▶ **Provided records**
#####

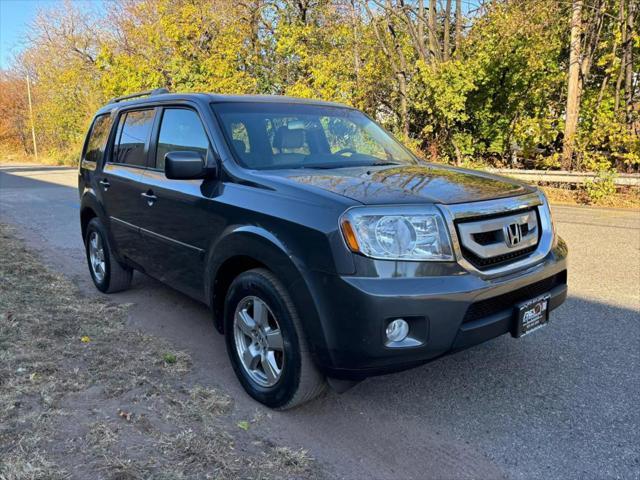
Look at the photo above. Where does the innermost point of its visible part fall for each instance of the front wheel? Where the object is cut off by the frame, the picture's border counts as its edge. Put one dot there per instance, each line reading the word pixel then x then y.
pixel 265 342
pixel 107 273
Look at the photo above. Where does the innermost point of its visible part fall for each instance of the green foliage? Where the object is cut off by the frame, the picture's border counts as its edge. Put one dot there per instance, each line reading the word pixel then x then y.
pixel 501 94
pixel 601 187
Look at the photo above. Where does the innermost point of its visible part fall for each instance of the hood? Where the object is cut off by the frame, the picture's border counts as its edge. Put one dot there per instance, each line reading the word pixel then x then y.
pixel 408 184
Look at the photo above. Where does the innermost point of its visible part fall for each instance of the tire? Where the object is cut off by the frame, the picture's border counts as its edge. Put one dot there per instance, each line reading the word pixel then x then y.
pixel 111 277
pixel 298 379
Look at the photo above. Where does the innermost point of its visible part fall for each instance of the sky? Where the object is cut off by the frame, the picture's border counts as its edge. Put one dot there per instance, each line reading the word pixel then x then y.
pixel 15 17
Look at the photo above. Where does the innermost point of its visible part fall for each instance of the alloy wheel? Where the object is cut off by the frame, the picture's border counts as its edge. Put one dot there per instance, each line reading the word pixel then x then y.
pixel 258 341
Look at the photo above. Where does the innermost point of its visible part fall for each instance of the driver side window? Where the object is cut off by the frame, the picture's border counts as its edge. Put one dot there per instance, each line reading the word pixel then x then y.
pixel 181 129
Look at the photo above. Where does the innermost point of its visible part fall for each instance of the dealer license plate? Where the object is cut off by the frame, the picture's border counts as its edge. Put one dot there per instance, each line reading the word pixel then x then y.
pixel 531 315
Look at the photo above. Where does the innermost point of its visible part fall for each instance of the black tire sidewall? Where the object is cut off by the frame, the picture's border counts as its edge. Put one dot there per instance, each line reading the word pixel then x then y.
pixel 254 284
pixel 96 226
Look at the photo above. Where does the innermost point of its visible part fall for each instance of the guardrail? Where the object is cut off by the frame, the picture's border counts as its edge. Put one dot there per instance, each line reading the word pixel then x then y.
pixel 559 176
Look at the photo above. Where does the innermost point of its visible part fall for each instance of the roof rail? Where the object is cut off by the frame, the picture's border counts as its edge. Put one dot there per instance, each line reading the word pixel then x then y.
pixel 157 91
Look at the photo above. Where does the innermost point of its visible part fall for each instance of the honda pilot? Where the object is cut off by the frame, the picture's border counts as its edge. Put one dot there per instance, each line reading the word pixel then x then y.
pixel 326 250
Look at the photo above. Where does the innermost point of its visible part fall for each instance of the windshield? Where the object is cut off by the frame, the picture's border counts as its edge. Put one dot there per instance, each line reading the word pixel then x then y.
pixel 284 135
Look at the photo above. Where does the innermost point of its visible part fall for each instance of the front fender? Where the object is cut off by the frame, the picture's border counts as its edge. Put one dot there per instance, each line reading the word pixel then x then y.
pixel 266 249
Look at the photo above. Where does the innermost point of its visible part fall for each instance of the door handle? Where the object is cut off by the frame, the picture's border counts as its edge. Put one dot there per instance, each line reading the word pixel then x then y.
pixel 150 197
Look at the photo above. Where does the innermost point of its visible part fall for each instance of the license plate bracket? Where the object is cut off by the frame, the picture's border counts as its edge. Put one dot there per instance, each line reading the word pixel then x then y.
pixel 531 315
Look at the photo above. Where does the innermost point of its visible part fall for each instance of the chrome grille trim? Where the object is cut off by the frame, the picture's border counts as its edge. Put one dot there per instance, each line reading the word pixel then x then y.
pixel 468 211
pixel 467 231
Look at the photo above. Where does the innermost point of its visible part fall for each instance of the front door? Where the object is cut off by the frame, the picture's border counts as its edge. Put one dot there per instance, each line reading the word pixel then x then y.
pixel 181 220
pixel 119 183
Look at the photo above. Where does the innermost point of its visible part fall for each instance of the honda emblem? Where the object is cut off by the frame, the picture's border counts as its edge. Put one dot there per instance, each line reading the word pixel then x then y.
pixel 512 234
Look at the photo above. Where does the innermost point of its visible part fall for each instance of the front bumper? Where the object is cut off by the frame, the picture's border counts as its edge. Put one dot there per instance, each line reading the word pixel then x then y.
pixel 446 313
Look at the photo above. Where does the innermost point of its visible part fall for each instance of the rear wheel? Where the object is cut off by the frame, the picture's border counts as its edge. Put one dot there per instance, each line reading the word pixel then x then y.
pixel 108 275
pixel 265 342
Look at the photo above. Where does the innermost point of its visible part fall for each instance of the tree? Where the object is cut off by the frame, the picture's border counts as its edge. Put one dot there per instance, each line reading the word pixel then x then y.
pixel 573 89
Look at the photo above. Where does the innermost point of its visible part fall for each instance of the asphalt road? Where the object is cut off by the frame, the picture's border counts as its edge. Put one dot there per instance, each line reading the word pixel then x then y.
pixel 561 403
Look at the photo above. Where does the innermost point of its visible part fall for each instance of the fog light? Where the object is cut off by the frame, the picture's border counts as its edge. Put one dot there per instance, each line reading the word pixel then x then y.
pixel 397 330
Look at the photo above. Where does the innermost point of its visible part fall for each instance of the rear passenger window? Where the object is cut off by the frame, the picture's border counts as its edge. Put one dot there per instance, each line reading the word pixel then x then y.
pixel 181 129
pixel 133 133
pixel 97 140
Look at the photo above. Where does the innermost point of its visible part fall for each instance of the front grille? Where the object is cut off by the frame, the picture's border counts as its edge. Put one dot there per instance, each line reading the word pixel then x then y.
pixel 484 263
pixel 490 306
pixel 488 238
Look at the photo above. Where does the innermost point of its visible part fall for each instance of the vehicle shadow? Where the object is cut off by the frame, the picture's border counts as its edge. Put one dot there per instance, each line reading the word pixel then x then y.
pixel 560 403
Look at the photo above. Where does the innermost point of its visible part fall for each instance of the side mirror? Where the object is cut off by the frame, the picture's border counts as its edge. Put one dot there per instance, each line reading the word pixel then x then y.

#####

All records above are to be repeated exactly, with the images left out.

Look at the photo above. Where does the innermost point of its visible part fall for each instance of the front wheel? Where the object is cut off by the frame, the picture's border counts as its edge. Put one dot there per instance, each line reading the word pixel then x then y.
pixel 265 342
pixel 107 273
Look at the photo above. Where does the innermost point of its visible part fall for each instance of the green foliage? Where the object is cut off by the frame, the picture's border counts as its edge. Put one dot there per instance, each line reading the word pixel then x then y.
pixel 501 94
pixel 601 187
Look at the photo above. Where does the innermost point of its visible part fall for each instance of the hood? Where the object is cut off by the frame, the picture's border counts as its edge. Put one dot there per instance, each line reading the word pixel then x then y.
pixel 408 184
Look at the photo above. Where does the innermost point of its visible part fall for each instance of the tire? Where the object is cut off by the frame, the picture's border counts as its edge. Put one dot there per instance, each line reading the word pixel then x then y.
pixel 111 277
pixel 298 379
Look at the photo above. Where does the innermost point of its visible part fall for each instance of the sky? Where the object is cut off by the frame, the picture's border counts as its edge. Put one dot there per instance, each line reading the word pixel then x then y.
pixel 15 17
Look at the photo above. Where does the innermost point of its visible part fall for each instance of the alloy wheel? Where the object is cut off by the frame, the picture's border counts as its edge. Put one dot there per instance, each line reading the word pixel then x then y.
pixel 258 341
Look at the photo above. Where does the innermost point of its visible part fall for each instance of the driver side window? Where the object is cut off by the frame, the picture's border counts as its edge. Put one dot there per instance, each line reading the word pixel then x then y.
pixel 181 129
Look at the photo above. Where does the innermost point of its visible part fall for each instance of the dealer license plate? Where the object is cut off by the frame, the picture's border counts as its edge. Put one dot there per instance, each line reading the word pixel then x then y.
pixel 531 315
Look at the photo above. Where does the innermost point of its visible part fall for each instance of the black tire sidewall? Where the object is cut off by the frame, the picture's border counts as its edge. Put one dot there per instance, each line reading the word pixel then x then y.
pixel 254 284
pixel 96 226
Look at the photo above. Where does the innermost point of its visible part fall for each instance of the guardrail? Where the object is cut off by the frame, the picture's border counts as its edge. Put one dot there per instance, each line reading the word pixel then x then y.
pixel 559 176
Look at the photo above. Where does the innermost point of its visible part fall for each instance of the roof rail? Where the object is cut off by the frame, the picture's border counts as its edge. Put one dot there per instance, each line reading the word pixel then x then y.
pixel 157 91
Look at the photo above. Where does the innermost point of its visible part fall for each instance of the honda pilot? Where the object is cut off by the frame, the picture's border counts as its edge. Put one dot there per instance, each line reading the word pixel then x then y.
pixel 326 250
Look at the photo above. Where does the innermost point of its visible part fall for each instance of the windshield? Where the object is cut off by the frame, the picture's border counts as its edge. Put one dot there per instance, each line reading the word pixel then x then y.
pixel 284 135
Look at the photo above. Where does the innermost point of its visible part fall for each instance of the front fender? Where the object is cut off by the frame, the picture's border counts as its edge. Put one dot there per instance, each line reading the word pixel then x then y.
pixel 266 249
Look at the photo above. Where does the innermost point of its visible part fall for each instance of the door handle? Where the object is cut off by the frame, the picture's border counts as its edge. Put one dot there per instance, each line reading the word pixel then x then y.
pixel 150 197
Look at the photo above. Where does the innermost point of its visible part fall for each instance of the license plate bracket? Where the object is cut off by the frame, the picture's border counts as its edge. Put one dot there per instance, each line reading the word pixel then x then y.
pixel 531 315
Look at the photo above. Where does the innermost point of its visible part fall for each instance of the chrome grille trim? Where the object is cut off by the frame, the picture's border counts as its edge. Put one dot there per instance, each line reading the word pixel then x then y.
pixel 468 211
pixel 467 231
Look at the photo above. Where does the innermost point of its visible part fall for each instance of the front door? Where the object is cut off by the frame, the picture's border counts as its edge. Put one dot there per instance, each line reading the word pixel then x then y.
pixel 181 220
pixel 119 183
Look at the photo above. Where does the innermost point of its visible part fall for each instance of the honda emblem? Where the object is cut off by the frame, the picture's border counts as its edge. Put one dot there per instance, each line reading the word pixel then x then y.
pixel 512 234
Look at the photo above. Where does the innermost point of its visible part fall for each instance of the front bumper? Where the object is cut off by the frame, the picture's border counts as its edge. Put one dot there per instance, each line reading the word pixel then x then y.
pixel 446 313
Look at the photo above. Where does the innermost point of its visible part fall for each instance of the rear wheel? Where the object is cut off by the frame, the picture's border counts as its edge. Put one dot there per instance, each line reading the word pixel then x then y.
pixel 108 275
pixel 265 342
Look at the photo above. Where does the innermost point of its visible part fall for each instance of the tree? Where the object is cut off by the frame, the picture's border counts as its edge. Put one dot there per instance, each line reading the word pixel then x then y.
pixel 573 89
Look at the photo above. Where does the innermost point of its visible part fall for each instance of the asphalt road? Where the object is cut off by the frame, the picture's border counts as its edge. Put one dot there per instance, each line reading the word pixel then x then y.
pixel 561 403
Look at the photo above. Where does the innermost point of its visible part fall for each instance of the fog light? Where the object is cut off by the frame, the picture's border counts as its edge. Put one dot there per instance, each line reading the word pixel then x then y.
pixel 397 330
Look at the photo above. Where does the innermost point of its visible part fall for each instance of the rear passenger window? Where the object is cut off by the frame, the picture's border counts as its edge. Put one dot there per instance, each line reading the word pixel then x then y.
pixel 181 129
pixel 133 133
pixel 97 140
Look at the photo above. Where does the innermost point of its visible part fall for each instance of the front grille? Where the object is cut off by the frame, the picture's border counts as its edge. Put one dot there per instance, each line reading the word pixel then x then y.
pixel 484 263
pixel 490 306
pixel 488 238
Look at the photo above. Where does the innermost point of its visible part fall for each instance of the vehicle shadow? Where the object is cut off by the frame, the picture's border counts as its edge. Put one dot there per instance, each line reading the word pixel then x then y.
pixel 560 403
Look at the photo above. Where does the innermost point of its visible part fall for each instance of the side mirror? Where the object is cut off by the frame, the picture's border counts as its edge. Put one dot there per instance, each line reading the word pixel then x then y.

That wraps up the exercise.